# Prompt:
The records below are to be repeated in full, exactly as they are.

[Entries from a pointing dataset]
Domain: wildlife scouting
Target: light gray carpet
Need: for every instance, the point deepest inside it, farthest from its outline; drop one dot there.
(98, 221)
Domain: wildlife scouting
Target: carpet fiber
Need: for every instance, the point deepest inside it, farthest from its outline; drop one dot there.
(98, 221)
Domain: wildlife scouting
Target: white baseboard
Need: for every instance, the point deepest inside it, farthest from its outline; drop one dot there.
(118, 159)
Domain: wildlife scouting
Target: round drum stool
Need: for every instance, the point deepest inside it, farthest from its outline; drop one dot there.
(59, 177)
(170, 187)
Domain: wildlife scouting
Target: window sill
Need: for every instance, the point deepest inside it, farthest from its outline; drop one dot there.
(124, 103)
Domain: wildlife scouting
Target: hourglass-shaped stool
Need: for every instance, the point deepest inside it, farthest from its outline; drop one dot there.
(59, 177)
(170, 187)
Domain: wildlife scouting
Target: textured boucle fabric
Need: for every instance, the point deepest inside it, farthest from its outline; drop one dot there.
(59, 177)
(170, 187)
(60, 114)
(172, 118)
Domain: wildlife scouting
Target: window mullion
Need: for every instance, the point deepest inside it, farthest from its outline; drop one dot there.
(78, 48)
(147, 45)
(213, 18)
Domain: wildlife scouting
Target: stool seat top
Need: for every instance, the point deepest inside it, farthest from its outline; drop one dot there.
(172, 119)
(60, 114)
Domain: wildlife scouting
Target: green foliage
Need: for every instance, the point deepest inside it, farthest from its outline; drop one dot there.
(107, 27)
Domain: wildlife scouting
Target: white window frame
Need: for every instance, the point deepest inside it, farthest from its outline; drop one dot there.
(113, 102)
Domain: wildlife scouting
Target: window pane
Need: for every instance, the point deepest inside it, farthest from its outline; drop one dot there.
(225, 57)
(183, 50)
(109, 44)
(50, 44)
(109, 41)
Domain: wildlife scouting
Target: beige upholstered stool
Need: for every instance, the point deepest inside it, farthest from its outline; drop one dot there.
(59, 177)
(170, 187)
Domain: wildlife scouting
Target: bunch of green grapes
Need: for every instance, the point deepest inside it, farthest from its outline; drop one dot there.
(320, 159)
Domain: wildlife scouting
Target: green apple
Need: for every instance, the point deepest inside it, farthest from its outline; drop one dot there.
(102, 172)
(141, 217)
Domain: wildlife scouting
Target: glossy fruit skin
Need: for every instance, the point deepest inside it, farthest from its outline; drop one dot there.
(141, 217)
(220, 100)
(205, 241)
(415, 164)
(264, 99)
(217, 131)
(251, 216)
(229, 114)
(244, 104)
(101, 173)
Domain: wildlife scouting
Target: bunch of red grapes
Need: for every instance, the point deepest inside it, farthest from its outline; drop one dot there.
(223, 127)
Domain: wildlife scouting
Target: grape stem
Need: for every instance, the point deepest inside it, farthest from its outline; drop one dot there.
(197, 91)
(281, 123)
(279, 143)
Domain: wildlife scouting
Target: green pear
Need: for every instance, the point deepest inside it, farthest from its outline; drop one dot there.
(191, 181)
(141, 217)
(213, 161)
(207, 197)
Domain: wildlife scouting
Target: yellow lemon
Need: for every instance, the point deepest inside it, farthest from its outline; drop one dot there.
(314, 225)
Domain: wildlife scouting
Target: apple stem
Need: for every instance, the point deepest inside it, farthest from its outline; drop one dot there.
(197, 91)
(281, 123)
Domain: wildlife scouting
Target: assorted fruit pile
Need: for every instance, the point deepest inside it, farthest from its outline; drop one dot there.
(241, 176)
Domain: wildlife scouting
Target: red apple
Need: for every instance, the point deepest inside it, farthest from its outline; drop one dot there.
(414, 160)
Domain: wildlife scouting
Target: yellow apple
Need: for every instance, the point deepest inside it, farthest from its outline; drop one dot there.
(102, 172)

# Problem solution:
Domain: wildlife scouting
Target: light gray carpet
Need: for every instance, the point deepest inside it, farthest from its outline; drop one dot there.
(98, 221)
Domain: wildlife scouting
Target: carpet fiber
Need: for every instance, the point deepest inside it, farthest from its outline; drop one dot there.
(98, 221)
Domain: wildlife scouting
Target: white baseboard
Need: for every instance, the point deepest inside it, farthest from its outline; drop one dot there.
(118, 159)
Domain: wildlife scouting
Target: round drum stool
Need: for every instance, the point deepest inside it, farthest from its outline; drop one dot there.
(59, 177)
(170, 187)
Domain: wildlife scouting
Target: window sill
Need: for every instance, the point deepest inside it, farthest from its outline; drop one dot there.
(124, 103)
Domain: wildlife scouting
Target: hourglass-shaped stool
Need: for every instance, the point deepest inside it, farthest from its outline; drop one dot there.
(59, 177)
(170, 187)
Domain: wildlife scouting
Target: textured boucle fabric
Need: for every instance, the point deepest inside it, farthest from its outline; drop one dot there.
(59, 177)
(170, 187)
(60, 114)
(172, 118)
Domain: wildlife scouting
Target: window mullion
Need: for every instance, the point deepest inside it, farthest from its outline; drop one dot there.
(78, 48)
(147, 45)
(213, 18)
Domain: wildlife scouting
Target: stool seat top
Need: for every instance, the point deepest inside it, farthest from its outline; drop one dot there.
(172, 119)
(60, 114)
Domain: wildlife scouting
Target: green foliage
Need: for every instance, the point deepest inside it, farthest from its outline; drop one dot there.
(107, 27)
Domain: wildlife scouting
Target: white window frame
Need: for every instance, the point deepest inside it, farthest from its outline; drop one dot there.
(113, 102)
Domain: wildlife scouting
Target: window pane
Need: for every instance, the point deepest inside it, farthest from its outline; drop one dot there.
(225, 57)
(183, 50)
(109, 44)
(50, 44)
(109, 41)
Domain: wildlife scouting
Target: beige upholstered stool
Need: for every instance, the point deepest inside it, farthest from its outline; drop one dot there.
(59, 177)
(170, 187)
Domain: wildlife scouting
Target: bunch of green grapes
Need: for every instance, the point deepest inside it, farthest from its outline; drop one dot there.
(320, 159)
Domain: wildlife scouting
Target: green apple
Need: for every instance, the point deepest inside it, farthest from its outline; drop one dot there.
(102, 172)
(141, 217)
Domain: wildlife scouting
Target: glossy fruit skin
Need: for every instance, the point deepest inside it, farthest from its outline; drop one dot there.
(141, 217)
(220, 100)
(205, 241)
(415, 164)
(264, 99)
(217, 131)
(251, 216)
(229, 114)
(244, 104)
(101, 173)
Domain: wildlife scouting
Target: bunch of red grapes
Need: for every instance, the point deepest inside it, farthest from its outline; drop one dot there.
(223, 127)
Domain: wildlife scouting
Target: grape stem
Need: for every instance, the point deepest inside it, farthest from its outline; drop one dot there.
(197, 91)
(281, 123)
(279, 143)
Domain: wildlife scouting
Target: green pear
Need: for every instance, the point deepest inside it, farthest from its outline; drop one dot there.
(191, 181)
(141, 217)
(213, 161)
(207, 197)
Domain: wildlife scouting
Target: yellow lemon
Need: for every instance, the point deepest inside it, farthest from its outline; drop one dot there.
(314, 225)
Domain: wildlife scouting
Target: apple stem
Need: for every instance, the point deepest inside it, farthest from its outline; drop one dot there.
(197, 91)
(281, 123)
Domain: wildlife scouting
Target: assorted fruit pile
Need: for every instance, the point deepest inside it, farthest from its outline; drop one dot there.
(241, 176)
Domain: wildlife scouting
Target: red apple
Need: for every instance, the point deepest inside it, farthest from its outline; drop one dot there.
(414, 160)
Domain: wildlife scouting
Target: yellow apple
Need: for every instance, the point deepest inside it, farthest from its outline; drop one dot there.
(102, 172)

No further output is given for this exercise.